◆ ABOUT THIS EXERCISE
Retype the entries in full, exactly.

Dataset entries
■ ■ ■ ■ ■
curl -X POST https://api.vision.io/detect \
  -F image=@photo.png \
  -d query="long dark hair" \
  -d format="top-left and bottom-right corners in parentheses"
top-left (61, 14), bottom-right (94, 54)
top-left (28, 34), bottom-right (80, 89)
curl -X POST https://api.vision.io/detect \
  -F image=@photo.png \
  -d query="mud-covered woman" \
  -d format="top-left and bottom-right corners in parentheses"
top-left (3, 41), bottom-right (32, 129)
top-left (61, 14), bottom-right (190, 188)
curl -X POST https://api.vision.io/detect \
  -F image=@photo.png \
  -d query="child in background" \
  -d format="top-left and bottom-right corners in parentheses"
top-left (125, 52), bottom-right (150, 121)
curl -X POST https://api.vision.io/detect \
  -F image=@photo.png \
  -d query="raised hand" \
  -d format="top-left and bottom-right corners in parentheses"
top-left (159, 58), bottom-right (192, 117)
■ ■ ■ ■ ■
◆ ANSWER SPACE
curl -X POST https://api.vision.io/detect \
  -F image=@photo.png \
  -d query="long dark hair" \
  -d format="top-left and bottom-right corners in parentheses"
top-left (61, 14), bottom-right (94, 54)
top-left (28, 34), bottom-right (80, 89)
curl -X POST https://api.vision.io/detect \
  -F image=@photo.png \
  -d query="mud-covered woman" \
  -d format="top-left and bottom-right corners in parentheses"
top-left (3, 41), bottom-right (32, 129)
top-left (61, 14), bottom-right (190, 188)
curl -X POST https://api.vision.io/detect \
  -F image=@photo.png \
  -d query="child in background" \
  -d format="top-left and bottom-right corners in parentheses"
top-left (125, 52), bottom-right (150, 121)
curl -X POST https://api.vision.io/detect \
  -F image=@photo.png \
  -d query="raised hand" \
  -d format="top-left and bottom-right corners in parentheses"
top-left (159, 58), bottom-right (192, 117)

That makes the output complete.